# Data

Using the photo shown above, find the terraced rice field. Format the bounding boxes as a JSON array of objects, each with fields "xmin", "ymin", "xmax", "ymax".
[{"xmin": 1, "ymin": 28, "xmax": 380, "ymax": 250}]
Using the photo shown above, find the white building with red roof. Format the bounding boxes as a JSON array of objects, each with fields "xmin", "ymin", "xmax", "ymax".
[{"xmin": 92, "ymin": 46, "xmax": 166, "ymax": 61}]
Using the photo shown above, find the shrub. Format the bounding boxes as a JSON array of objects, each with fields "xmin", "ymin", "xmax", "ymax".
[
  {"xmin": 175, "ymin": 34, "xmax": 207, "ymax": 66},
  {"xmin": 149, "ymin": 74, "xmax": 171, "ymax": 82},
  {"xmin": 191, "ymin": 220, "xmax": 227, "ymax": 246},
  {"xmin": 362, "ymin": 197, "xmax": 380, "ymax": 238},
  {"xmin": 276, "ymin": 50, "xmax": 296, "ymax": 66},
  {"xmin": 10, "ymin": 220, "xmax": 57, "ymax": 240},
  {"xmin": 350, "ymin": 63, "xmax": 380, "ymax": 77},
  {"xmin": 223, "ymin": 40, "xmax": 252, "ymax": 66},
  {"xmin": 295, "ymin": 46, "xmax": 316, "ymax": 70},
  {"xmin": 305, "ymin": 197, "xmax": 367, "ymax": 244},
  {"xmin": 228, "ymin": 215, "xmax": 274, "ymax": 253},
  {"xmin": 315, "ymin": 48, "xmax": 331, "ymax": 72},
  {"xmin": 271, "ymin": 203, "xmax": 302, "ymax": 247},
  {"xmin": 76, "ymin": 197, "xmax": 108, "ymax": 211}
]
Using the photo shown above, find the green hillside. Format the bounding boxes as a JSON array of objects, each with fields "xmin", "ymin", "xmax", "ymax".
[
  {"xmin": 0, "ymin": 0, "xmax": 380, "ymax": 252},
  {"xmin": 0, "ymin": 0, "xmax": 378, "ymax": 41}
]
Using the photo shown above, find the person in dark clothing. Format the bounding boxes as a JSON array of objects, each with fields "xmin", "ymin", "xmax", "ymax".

# Exercise description
Your job is to print all of the material again, word for word.

# Written response
Using the photo shown above, find the terraced rice field. Format the bounding boxes as a JSON array of objects, each with fields "xmin", "ymin", "xmax", "ymax".
[{"xmin": 1, "ymin": 28, "xmax": 380, "ymax": 250}]
Using the photo shown above, find the white building with red roof. Format the bounding boxes as a JSON array of objects, each with fields "xmin", "ymin", "xmax", "ymax".
[{"xmin": 92, "ymin": 46, "xmax": 166, "ymax": 61}]
Using the photo shown above, find the shrub. Format the bounding boxes as a JSON array of objects, each with fields "xmin", "ymin", "xmax", "ymax".
[
  {"xmin": 175, "ymin": 34, "xmax": 207, "ymax": 66},
  {"xmin": 149, "ymin": 74, "xmax": 171, "ymax": 82},
  {"xmin": 191, "ymin": 220, "xmax": 227, "ymax": 246},
  {"xmin": 362, "ymin": 197, "xmax": 380, "ymax": 238},
  {"xmin": 276, "ymin": 50, "xmax": 296, "ymax": 66},
  {"xmin": 10, "ymin": 220, "xmax": 57, "ymax": 240},
  {"xmin": 350, "ymin": 63, "xmax": 380, "ymax": 77},
  {"xmin": 223, "ymin": 40, "xmax": 252, "ymax": 66},
  {"xmin": 295, "ymin": 46, "xmax": 316, "ymax": 70},
  {"xmin": 305, "ymin": 197, "xmax": 367, "ymax": 244},
  {"xmin": 228, "ymin": 215, "xmax": 274, "ymax": 253},
  {"xmin": 315, "ymin": 48, "xmax": 331, "ymax": 72},
  {"xmin": 271, "ymin": 203, "xmax": 302, "ymax": 247},
  {"xmin": 76, "ymin": 197, "xmax": 108, "ymax": 211}
]
Using the photo shown above, find the green hillside. Format the bounding boxes as a JSON array of objects, each with fields "xmin", "ymin", "xmax", "ymax".
[
  {"xmin": 0, "ymin": 0, "xmax": 380, "ymax": 252},
  {"xmin": 0, "ymin": 0, "xmax": 378, "ymax": 41}
]
Using the photo shown above, find the person in dark clothing. Format the bounding boxes as a JSON array of objects, each with fields "xmin", "ymin", "xmax", "ymax".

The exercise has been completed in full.